**Source extract**
_ _ _
Leading Think Tank Met With Minister Over North Sea Energy While Funded by Fossil Fuel Interests

The government was fed research by Policy Exchange that echoed the oil and gas lobby over the transition to hydrogen and carbon capture.
A North Sea oil rig. Credit: Banja-Frans Mulder (CC-BY-3.0)

Policy Exchange, one of Westminster’s most prominent think tanks, engaged in a high-level influencing campaign over the UK’s North Sea oil and gas policies while being funded by fossil fuel interests, DeSmog can reveal.

The North Sea Transition Deal announced by the government in March 2021 set a net zero target for the basin but allowed for the continued exploration of oil and gas.

The Transition Deal echoed the fossil fuel lobby by emphasising the importance of hydrogen power and carbon capture utilisation and storage (CCUS) to the green transition.

These were the policies presented to senior ministers by Policy Exchange during the drafting of the deal, through a report “generously supported” by a firm with major financial interests in the gas industry and the deployment of hydrogen.

The government on Monday announced that it plans on awarding hundreds of new North Sea oil and gas exploration licences, beginning this autumn, with Energy and Net Zero Secretary Grant Shapps recently declaring that he wants to “max out” the UK’s North Sea oil and gas reserves. 

The International Energy Agency has stated that new oil and gas exploration is incompatible with net zero.

Prime Minister Rishi Sunak also confirmed the location of two new CCUS sites, re-committing the government to its £20 billion planned investment in the technology, which in theory involves harnessing the CO2 produced from burning fossil fuels.

Sunak recently credited Policy Exchange with “helping us draft” the government’s crackdown on protests – policies which saw more than 2,000 people arrested from the climate activist group Just Stop Oil in the year to April 2023. Policy Exchange received $30,000 from the oil and gas supermajor ExxonMobil in 2017.
_ _ _
**Entries**
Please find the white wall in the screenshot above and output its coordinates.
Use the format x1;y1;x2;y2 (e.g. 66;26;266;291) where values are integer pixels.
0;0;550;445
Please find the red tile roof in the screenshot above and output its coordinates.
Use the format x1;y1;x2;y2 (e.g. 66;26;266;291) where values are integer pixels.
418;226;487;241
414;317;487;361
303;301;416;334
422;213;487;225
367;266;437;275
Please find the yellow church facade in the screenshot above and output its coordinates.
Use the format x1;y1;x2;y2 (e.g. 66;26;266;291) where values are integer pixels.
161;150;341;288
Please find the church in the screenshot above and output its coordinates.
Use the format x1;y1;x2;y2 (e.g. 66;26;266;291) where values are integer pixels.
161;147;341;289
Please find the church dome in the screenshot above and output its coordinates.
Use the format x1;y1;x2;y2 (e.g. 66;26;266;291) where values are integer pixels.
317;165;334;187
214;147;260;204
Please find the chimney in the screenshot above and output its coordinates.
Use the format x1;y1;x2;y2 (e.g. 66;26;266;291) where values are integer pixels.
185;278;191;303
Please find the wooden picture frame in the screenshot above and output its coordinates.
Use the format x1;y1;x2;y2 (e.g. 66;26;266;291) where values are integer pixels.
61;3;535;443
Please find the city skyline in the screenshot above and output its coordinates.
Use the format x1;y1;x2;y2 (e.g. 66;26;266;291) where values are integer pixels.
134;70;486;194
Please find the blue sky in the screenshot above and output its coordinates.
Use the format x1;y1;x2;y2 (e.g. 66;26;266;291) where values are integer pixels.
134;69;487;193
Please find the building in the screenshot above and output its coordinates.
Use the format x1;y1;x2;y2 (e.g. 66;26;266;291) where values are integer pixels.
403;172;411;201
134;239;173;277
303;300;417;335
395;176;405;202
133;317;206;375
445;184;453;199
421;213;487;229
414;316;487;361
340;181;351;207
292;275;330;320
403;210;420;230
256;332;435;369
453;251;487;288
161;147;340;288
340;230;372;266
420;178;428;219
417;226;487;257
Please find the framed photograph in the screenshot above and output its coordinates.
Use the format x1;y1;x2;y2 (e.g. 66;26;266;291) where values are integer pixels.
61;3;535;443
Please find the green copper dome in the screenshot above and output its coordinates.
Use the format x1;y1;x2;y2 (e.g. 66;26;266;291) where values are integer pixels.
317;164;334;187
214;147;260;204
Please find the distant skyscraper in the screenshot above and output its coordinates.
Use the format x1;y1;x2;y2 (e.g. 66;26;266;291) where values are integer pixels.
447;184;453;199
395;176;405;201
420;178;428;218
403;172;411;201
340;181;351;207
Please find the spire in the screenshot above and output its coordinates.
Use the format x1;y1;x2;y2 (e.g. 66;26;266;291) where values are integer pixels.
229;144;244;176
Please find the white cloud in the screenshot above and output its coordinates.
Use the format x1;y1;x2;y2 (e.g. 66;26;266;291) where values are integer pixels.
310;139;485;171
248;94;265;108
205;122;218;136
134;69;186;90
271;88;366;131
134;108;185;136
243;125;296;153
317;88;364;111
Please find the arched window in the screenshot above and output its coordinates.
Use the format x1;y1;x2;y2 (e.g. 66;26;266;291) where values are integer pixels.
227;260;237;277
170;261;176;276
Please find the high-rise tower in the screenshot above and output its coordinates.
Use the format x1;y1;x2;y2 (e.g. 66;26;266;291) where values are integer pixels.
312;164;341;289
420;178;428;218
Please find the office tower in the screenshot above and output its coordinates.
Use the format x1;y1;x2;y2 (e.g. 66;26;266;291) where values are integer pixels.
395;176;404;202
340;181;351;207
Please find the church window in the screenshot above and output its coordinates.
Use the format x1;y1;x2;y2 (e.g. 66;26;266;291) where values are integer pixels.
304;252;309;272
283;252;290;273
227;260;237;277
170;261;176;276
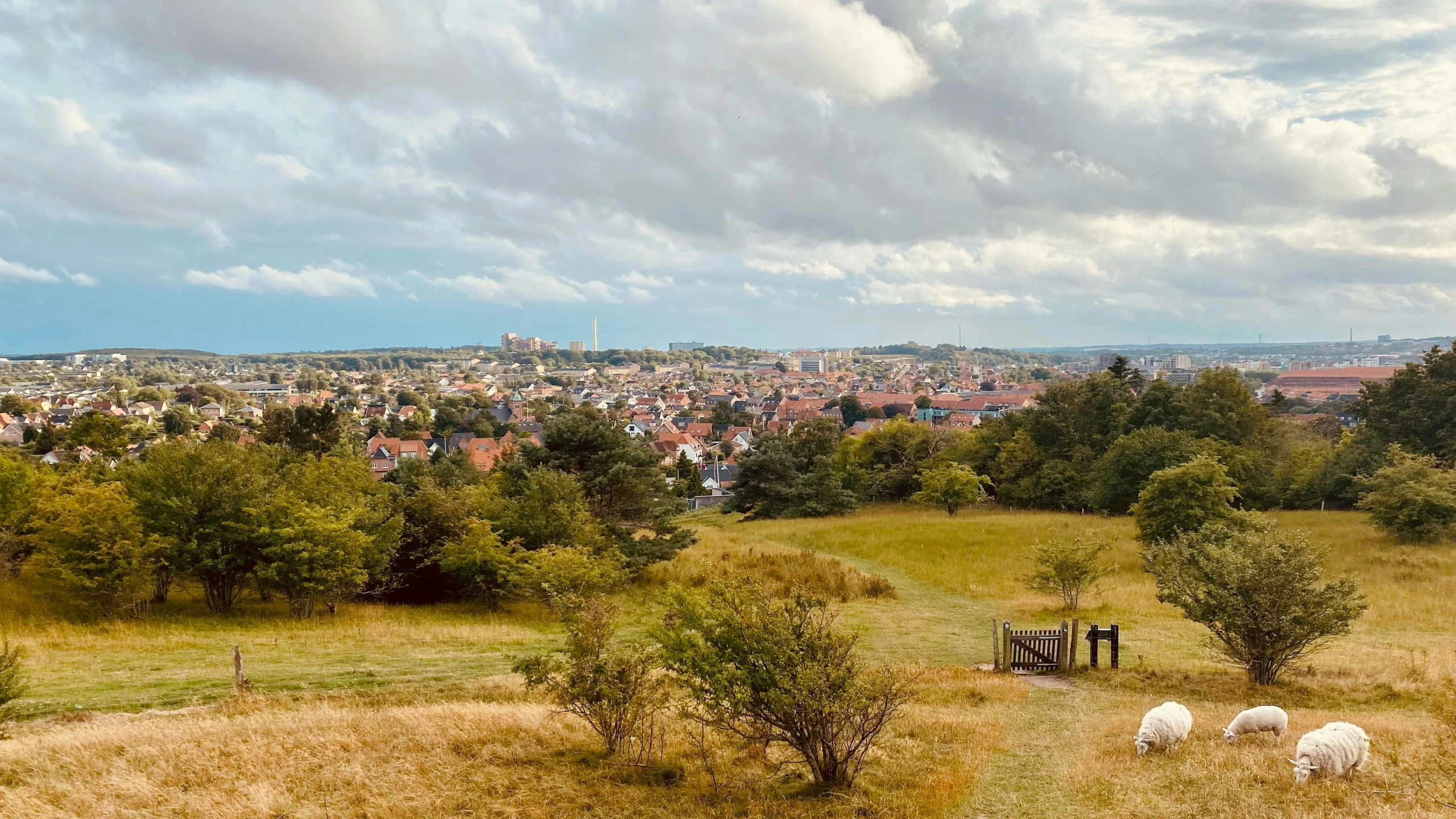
_ _ _
**What this exercise asks**
**A.** Rewrite the passage of the article on Policy Exchange and North Sea energy, beginning at "Policy Exchange, one" and stopping after "oil and gas.", substituting "petroleum" for "oil and gas".
**B.** Copy out each line of the listing that contains the string "tower".

**Responses for each task**
**A.**
Policy Exchange, one of Westminster’s most prominent think tanks, engaged in a high-level influencing campaign over the UK’s North Sea petroleum policies while being funded by fossil fuel interests, DeSmog can reveal.

The North Sea Transition Deal announced by the government in March 2021 set a net zero target for the basin but allowed for the continued exploration of petroleum.

**B.**
Please find the high-rise tower in the screenshot above and output its coordinates.
Please find the office tower in the screenshot above and output its coordinates.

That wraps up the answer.